Excerpt to read Block Start

Gregor Mendel was a 19th century monk who discovered how genetic information is passed from parents to children. For each trait, such as eye colour, blood type, height and personality traits, each child inherits some genetic information from their mother, and some from their father. The information from one parent may dominate over that of another parent. To really understand this we need to look a bit closer at the experiments Mendel conducted.
Mendel did much of his research with pea plants. He noticed that:
- Some plants had green peas, even when they were bred from plants with yellow peas
- Some plants with yellow peas only ever produced offspring with yellow peas, although there would sometimes be plants with green peas in future generations
- Breeding from plants with green peas never produced plants with yellow peas
He concluded that pea colour (yellow or green) was determined by just one point of information in DNA, with each new plant getting one instruction for pea colour from their father, and another instruction from their mother. If both parents passed down information to make yellow peas then the offspring would have yellow peas. If one parent passed down information to make yellow peas, and the other provided information to make green peas, the plant would make yellow peas but be a carrier for green peas (meaning that it might then have offspring of its own with green peas, if bred with another plant that either had green peas or was also a carrier). Only if a plant received instructions to make green peas from both parents, would it make green peas.
All this is explained really well in this video.
Rather than the information from parents being mixed together, Mendel concluded that one set of instructions took dominance over the other set. In the case of Mendel’s peas, yellow is dominant and green is recessive.
In simple organisms, like pea plants, many traits are influenced in this way. In more complex organisms, like humans, most traits (except for some rare diseases) aren’t influenced by just one piece of DNA information, but by many different pieces of information.

Excerpt to read Block End
Material shown Block Start

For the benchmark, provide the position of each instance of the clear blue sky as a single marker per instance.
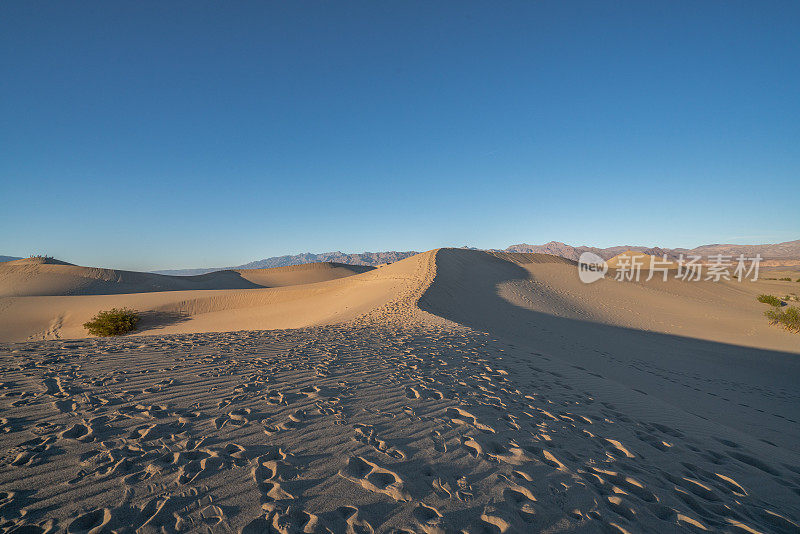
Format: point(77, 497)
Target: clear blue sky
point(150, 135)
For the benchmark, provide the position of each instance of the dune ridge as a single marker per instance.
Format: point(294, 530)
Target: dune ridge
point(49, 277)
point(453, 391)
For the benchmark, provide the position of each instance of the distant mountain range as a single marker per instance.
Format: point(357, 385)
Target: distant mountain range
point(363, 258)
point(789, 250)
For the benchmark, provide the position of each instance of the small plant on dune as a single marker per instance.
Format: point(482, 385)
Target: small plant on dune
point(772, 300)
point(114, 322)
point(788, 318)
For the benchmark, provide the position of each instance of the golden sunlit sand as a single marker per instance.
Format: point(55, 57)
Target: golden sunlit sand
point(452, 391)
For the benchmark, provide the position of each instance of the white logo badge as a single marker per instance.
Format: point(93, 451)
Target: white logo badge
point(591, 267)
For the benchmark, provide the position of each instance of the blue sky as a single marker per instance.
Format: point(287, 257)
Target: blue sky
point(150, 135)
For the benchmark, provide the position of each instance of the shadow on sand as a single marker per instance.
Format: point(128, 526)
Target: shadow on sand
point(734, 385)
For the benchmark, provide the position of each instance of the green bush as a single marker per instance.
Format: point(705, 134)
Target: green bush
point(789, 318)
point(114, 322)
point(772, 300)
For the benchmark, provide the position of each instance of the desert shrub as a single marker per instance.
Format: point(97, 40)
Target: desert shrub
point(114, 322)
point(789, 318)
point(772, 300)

Material shown Block End
Material shown Block Start

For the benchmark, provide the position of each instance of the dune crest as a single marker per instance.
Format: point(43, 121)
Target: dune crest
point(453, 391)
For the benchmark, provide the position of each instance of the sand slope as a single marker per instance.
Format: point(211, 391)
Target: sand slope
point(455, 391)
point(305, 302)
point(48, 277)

Material shown Block End

**Task details**
Answer these questions using the text on Mendel's pea experiments.
(a) What plants did Mendel use for much of his research?
(b) What color peas does a plant make if one parent passes down information for yellow peas and the other passes down information for green peas?
(c) Which pea color is dominant in Mendel's peas?

**Task output**
(a) Pea plants.
(b) Yellow peas, though the plant is a carrier for green peas.
(c) Yellow.